TEXT SHOWN >>
Tuesday, January 24, 2012

Sold 100 GDO at $18.72/Bought 100 TY at $14.82/FNLC

This is a link to a recent article in SmartMoney that summarizes some of the advantages and disadvantages of closed end funds.

I do not recall Felix Zulauf being optimistic about stocks.  I do pay attention to his opinions since he is both articulate and intelligent. I never have his certainty, born no doubt out of a considerable amount of arrogance, but will assign probabilities to his dire predictions.

In last week's Barron's Roundtable (subscription), he made the following predictions:

A. China's GDP will slow to a 7.2% this year, while the U.S. economy will grow in the 1 to 1.5% range.

B.  The deflationary pressures are intensifying. The market "could" drop 20% from the first quarter high. The global stock markets will top out in the first quarter. Thereafter, the cyclical bear market, started last spring, will reassert itself and continue into the later half of 2012 or into early 2013.

C. The U.S. dollar will have temporary strength. The 10 year treasury may decline to a 1 to 1.2% yield, which will mark the end of the long term secular bull market in bonds. Emerging market currencies and stocks will decline, and he recommends shorting the emerging market ETF EEM. He believes that it "could" fall at least 20% later this year. That is his minimum expectation. Emerging market ETFs are doing very well so far in 2012. EEM rose 40 cents yesterday to close at $41.78, up 10% so far in 2012. I would add that it would not be that unusual for emerging market ETFs to fluctuate within the range predicted by Zulauf,

D. Given his bearish view of China's growth he recommends shorting the Australian dollar. One way to short the AUD, which I would not do, would be to short FXA, the currency ETF for the Australian dollar which rose .55% yesterday to close at $105.62.  On the last trading day of 2011, FXA closed at $102.61 and subsequently paid a dividend of $.312 a share. FXA Historical Prices

E. He does not believe there will be a positive outcome to Europe's sovereign debt and bank problems.

WRITTEN EXERCISE 1 >> Extract every line of the entries that contains the string "slender", matching case exactly.
The text and the entries below it come from separate sources.

INPUT FOR THIS TASK >>
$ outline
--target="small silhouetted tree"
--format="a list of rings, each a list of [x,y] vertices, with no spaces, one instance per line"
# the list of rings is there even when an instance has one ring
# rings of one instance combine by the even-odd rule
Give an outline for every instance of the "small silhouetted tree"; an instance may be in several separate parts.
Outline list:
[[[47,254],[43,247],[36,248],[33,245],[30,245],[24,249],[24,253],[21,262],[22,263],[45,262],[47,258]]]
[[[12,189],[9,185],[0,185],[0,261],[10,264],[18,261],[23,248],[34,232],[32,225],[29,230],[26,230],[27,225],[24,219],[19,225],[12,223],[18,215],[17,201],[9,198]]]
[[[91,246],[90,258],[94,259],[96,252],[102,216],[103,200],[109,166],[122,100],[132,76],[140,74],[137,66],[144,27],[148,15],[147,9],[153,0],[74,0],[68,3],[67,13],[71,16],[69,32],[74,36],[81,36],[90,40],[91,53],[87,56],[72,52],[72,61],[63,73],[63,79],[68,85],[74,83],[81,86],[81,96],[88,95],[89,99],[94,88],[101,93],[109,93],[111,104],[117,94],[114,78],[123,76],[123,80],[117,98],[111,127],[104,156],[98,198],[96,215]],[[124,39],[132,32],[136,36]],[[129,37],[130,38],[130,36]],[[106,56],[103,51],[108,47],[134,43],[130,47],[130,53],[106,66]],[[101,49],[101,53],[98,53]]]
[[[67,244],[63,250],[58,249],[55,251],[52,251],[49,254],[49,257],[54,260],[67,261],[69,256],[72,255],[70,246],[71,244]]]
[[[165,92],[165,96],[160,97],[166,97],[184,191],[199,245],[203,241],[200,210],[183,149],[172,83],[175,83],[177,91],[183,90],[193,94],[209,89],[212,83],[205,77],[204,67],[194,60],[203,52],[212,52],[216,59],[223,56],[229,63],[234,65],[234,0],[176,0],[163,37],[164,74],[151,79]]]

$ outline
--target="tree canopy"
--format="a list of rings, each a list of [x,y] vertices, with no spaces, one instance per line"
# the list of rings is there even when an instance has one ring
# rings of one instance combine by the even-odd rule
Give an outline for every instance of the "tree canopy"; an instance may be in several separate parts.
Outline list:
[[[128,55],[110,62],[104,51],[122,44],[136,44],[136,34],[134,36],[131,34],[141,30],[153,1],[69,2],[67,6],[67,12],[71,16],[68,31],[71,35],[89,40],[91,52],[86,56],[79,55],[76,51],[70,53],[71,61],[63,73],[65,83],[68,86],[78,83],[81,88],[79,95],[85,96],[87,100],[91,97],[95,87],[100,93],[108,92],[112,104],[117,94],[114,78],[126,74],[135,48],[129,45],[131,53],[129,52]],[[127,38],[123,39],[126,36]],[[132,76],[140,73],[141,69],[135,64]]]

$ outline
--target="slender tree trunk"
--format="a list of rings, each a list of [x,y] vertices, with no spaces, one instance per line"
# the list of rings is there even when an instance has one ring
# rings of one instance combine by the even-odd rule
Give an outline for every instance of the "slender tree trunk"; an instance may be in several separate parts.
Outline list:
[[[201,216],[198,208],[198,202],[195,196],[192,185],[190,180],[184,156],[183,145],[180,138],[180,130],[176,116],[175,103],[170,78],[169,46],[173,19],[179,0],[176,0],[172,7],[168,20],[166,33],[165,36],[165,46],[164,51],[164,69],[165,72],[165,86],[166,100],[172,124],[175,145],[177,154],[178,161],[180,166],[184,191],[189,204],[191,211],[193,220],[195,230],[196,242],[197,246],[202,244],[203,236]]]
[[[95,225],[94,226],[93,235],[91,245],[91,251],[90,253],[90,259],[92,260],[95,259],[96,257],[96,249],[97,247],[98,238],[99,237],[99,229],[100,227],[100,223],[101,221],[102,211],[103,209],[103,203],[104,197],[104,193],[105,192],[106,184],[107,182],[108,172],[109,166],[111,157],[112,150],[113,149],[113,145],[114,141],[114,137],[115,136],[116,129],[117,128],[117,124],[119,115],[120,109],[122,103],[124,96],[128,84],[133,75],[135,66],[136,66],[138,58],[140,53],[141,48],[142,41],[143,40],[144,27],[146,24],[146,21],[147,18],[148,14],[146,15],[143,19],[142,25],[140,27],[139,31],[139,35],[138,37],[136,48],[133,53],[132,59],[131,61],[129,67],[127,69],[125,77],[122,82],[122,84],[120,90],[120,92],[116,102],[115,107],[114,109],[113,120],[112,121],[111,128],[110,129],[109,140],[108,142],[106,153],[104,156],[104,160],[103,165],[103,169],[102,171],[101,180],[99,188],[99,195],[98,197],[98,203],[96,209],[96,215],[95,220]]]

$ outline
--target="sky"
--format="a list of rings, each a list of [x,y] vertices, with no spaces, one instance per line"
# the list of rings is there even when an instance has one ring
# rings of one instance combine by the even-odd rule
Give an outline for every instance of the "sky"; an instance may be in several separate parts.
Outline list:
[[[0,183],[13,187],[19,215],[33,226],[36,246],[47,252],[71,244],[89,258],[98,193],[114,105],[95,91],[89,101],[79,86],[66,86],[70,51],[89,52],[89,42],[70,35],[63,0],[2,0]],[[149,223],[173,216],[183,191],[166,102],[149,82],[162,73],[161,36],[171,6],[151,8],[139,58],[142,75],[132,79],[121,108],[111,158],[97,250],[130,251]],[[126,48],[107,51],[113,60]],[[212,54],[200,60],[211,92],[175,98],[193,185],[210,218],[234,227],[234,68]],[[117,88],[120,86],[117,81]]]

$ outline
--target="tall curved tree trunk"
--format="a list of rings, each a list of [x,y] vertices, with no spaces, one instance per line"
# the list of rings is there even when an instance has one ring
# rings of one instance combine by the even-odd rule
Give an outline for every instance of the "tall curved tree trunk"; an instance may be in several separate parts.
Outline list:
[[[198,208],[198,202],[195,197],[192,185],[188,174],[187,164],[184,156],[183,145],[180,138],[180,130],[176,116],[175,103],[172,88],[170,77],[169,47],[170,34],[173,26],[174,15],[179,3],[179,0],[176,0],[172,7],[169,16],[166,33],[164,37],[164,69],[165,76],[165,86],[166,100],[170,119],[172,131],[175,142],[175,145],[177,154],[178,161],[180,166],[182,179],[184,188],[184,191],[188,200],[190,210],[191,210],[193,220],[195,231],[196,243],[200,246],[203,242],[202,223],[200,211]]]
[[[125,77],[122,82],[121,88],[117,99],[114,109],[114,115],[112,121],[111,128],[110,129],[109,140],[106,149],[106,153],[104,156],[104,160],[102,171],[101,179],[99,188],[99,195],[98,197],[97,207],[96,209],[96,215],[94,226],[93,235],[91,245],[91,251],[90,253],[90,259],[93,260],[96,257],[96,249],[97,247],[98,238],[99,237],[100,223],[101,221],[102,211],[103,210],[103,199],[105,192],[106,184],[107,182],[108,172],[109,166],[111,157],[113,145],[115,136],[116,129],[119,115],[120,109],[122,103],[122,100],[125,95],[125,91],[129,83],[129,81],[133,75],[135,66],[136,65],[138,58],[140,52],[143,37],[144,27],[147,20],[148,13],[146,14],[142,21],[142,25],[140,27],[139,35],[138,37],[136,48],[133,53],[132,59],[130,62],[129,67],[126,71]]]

WRITTEN EXERCISE 2 >>
Answer these questions from the post about Felix Zulauf's predictions.
(a) In what range does he expect the U.S. economy to grow?
(b) To what yield may the 10 year treasury decline?
(c) At what price did FXA close on the last trading day of 2011?

FULL SOLUTION 1 >>
--target="slender tree trunk"
Give an outline for every instance of the "slender tree trunk"; an instance may be in several separate parts.

FULL SOLUTION 2 >>
(a) 1 to 1.5%
(b) 1 to 1.2%
(c) $102.61